Exercise text:
▽

Common Errors People Make When Counting Macros
Lately, macronutrient counting diets are all the rage, but exactly what are they, and what is meant by IIFYM? Well, IIFYM stands for If It Fits Your Macros and it is a diet protocol where people, rather than counting calories, will instead count macronutrients. A macronutrient, or macro, can be either a: fat, carbohydrate, or protein, and it basically refers to the amount of energy (calories) which come primarily from that particular food stuff. So, if you’re tracking protein macros, you would track the amount of calories you had consumed that day, purely from protein. You then apply the same principle to fats and carbohydrates, making sure to hit your daily target. If then, you’re aiming for 2500 calories, with 50% coming from protein, 30% from carbs, and 20% from fats, your aim would be to get 1250 (50%) calories from protein, 750 calories (30%) from carbs, and 500 calories (20%) from fats. We all track macros for different reasons, and can track them in different ratios, based upon our goals. For example, somebody looking to build muscle, would need more protein than somebody looking to slim down. There are very useful tools and calculators online for tracking your macros, and once you get the hang of it, tracking them is very simple. Despite this however, people still make a number of common, and very avoidable mistakes. Take a look below so you can see what we mean as we look at common errors people make when tracking their macros.
Using macro-counting as an excuse to eat junk
One of the main selling points of IIFYM diet protocols, was the fact that, if people were meticulous and careful, they could basically lose weight or reach their fitness targets, and eat junk in the process. People sometimes call it ‘flexible dieting’ and whilst it is true that, if you track your macros carefully, you could enjoy a cheeseburger for lunch and still lose weight, that does not mean every item that passes your lips should be unhealthy. We don’t just track macros to lose weight, we also do so for health reasons too. If you’re using it as an excuse to eat junk food, rather than wholesome, healthy, nutrient-rich food, your health will suffer. You can enjoy the odd treat here and there, and not break your diet/progress, but you must ensure that, 90% of the time, your macros are coming to you from fresh, healthy, wholesome foods.
Failing to weigh food beforehand
Flexible dieting is not for the impatient, nor does it leave any room for error. You aren’t just counting calories this time, you are also counting macronutrients, so you must know exactly how much of each food item you are consuming, before you prepare it. With chicken breast for example, don’t just guess what each breast weighs, actually get the breast and weigh it on digital scales beforehand. Do this every time because each time the serving may be slightly different, no matter how similar it may look. Always weigh your food beforehand, no matter how great at guessing you may be. It’s also important that you weigh the food after it has been cooked, in the case of dried food. Take rice or pasta for example. When dried, serving sizes can look tiny and will weigh much less than cooked. Once they’ve absorbed all of the water and have swollen in size however, the weight will have increased, so if you are going with the dried weight value, you will almost certainly have taken in more carbohydrates than you realized.
Thinking of all food items as one macro
Let’s face it, when we think of meat we think of protein, when we think of bread we think of carbs, and when we think of oil we think of fat. However, when counting macronutrients, this will not do. Of course each food item will have a major key nutrient, but you also have to account for other macros that may be hidden in the foods. If for example, you went with sausages, they would be rich in pork meat, but they may also contain carbohydrates, as some of them have added bread.

△

Data shown:
▽

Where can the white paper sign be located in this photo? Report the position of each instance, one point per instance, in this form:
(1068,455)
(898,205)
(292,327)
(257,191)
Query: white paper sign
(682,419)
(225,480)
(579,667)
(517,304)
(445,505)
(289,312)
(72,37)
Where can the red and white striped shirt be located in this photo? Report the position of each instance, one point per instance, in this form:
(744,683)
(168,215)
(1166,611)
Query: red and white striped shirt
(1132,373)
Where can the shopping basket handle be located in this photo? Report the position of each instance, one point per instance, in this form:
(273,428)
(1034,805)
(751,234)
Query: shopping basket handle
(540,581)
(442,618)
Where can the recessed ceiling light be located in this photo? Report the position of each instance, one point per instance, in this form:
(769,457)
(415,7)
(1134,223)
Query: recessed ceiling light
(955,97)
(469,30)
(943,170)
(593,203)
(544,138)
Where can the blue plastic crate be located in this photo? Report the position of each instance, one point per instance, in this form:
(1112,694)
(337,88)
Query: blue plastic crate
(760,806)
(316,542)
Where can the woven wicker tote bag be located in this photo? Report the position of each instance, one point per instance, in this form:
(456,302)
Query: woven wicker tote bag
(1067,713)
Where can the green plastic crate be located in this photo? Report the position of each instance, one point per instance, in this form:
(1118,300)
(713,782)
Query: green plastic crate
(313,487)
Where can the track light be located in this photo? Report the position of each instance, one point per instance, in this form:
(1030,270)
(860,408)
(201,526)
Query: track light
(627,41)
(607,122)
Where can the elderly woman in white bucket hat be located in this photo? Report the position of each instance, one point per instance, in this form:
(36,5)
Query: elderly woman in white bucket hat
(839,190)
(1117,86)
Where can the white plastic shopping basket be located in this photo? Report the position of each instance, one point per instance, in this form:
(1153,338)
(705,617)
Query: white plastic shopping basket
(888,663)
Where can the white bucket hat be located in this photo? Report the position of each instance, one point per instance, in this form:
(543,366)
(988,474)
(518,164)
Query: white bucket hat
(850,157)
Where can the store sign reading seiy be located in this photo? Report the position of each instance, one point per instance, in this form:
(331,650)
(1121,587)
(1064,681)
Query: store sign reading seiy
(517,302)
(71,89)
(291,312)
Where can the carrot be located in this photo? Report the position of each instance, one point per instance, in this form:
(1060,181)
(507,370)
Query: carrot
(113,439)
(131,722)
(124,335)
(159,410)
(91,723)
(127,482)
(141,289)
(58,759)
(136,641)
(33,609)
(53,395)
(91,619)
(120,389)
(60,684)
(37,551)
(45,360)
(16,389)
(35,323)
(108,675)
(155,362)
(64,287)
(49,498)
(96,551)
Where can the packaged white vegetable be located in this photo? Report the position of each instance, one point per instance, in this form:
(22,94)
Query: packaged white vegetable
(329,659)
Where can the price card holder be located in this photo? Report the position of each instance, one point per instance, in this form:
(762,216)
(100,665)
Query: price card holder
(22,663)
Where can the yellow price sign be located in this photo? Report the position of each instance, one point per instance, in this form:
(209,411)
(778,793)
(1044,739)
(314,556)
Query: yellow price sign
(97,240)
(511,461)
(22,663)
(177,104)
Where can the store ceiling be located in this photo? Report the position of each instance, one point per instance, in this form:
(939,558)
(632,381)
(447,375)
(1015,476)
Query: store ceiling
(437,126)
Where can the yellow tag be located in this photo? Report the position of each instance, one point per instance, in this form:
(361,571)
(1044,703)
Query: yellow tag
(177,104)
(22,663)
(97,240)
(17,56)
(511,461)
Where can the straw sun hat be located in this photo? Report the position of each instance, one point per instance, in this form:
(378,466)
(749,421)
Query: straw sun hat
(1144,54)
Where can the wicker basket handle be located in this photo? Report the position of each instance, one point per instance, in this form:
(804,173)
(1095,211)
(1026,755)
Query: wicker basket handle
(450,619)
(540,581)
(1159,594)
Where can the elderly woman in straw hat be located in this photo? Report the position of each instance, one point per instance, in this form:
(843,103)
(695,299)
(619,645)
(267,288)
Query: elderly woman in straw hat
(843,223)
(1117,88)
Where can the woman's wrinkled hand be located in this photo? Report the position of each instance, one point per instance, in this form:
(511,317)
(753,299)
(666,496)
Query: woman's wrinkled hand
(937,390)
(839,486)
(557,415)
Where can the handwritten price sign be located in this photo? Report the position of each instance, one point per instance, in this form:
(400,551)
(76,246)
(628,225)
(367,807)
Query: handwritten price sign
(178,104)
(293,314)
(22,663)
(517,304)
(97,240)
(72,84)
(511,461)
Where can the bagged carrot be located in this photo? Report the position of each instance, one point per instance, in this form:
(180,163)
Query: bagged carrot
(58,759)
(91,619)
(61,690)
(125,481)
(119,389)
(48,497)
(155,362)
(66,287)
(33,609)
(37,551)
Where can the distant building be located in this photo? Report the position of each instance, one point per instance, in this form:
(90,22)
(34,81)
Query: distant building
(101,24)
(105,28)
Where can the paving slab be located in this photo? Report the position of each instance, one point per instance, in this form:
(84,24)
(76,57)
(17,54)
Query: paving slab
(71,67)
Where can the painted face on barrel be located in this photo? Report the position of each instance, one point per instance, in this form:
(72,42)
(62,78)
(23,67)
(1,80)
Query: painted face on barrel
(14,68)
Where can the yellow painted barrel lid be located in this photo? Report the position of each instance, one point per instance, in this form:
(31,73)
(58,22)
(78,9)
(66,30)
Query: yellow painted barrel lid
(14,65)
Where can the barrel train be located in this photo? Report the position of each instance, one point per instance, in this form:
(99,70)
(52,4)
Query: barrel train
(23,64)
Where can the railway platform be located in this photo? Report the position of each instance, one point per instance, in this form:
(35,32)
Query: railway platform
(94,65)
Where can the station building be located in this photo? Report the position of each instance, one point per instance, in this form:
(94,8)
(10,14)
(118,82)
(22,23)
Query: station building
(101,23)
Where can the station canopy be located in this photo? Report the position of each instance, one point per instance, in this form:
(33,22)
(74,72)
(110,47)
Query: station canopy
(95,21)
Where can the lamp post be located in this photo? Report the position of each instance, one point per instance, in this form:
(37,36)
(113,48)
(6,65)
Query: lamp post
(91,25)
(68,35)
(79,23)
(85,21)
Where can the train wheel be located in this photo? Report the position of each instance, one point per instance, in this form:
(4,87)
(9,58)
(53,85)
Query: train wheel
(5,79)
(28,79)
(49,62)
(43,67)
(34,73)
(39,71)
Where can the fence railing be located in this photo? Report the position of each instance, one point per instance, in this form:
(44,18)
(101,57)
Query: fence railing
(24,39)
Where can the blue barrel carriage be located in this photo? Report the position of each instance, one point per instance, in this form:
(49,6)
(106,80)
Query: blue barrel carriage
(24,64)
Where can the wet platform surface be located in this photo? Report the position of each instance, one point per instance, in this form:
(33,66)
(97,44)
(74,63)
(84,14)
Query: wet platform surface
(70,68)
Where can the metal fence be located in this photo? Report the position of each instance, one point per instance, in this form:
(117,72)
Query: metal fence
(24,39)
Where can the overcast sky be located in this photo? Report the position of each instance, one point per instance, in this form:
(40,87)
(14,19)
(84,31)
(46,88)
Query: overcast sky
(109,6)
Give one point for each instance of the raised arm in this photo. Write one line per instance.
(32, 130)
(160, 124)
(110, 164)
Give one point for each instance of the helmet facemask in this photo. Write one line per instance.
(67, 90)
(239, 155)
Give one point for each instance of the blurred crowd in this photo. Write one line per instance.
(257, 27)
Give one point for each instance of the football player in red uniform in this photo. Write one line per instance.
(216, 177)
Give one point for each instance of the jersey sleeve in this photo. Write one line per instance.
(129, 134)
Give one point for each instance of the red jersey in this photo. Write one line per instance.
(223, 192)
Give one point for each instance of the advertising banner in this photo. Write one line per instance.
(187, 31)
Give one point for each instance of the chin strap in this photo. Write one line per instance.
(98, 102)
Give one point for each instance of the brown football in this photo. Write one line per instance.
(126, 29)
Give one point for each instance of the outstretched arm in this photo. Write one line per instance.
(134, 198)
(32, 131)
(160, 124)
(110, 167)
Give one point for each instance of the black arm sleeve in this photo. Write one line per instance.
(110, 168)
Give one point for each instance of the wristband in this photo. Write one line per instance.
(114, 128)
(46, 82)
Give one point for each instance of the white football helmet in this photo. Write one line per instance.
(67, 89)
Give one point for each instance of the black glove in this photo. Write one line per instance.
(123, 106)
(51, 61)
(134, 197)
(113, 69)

△

Exercise goal:
Rewrite the part of the macro-counting article starting at "Thinking of all" and ending at "have added bread.", putting "meatballs" in place of "sausages".

Response to the exercise:
Thinking of all food items as one macro
Let’s face it, when we think of meat we think of protein, when we think of bread we think of carbs, and when we think of oil we think of fat. However, when counting macronutrients, this will not do. Of course each food item will have a major key nutrient, but you also have to account for other macros that may be hidden in the foods. If for example, you went with meatballs, they would be rich in pork meat, but they may also contain carbohydrates, as some of them have added bread.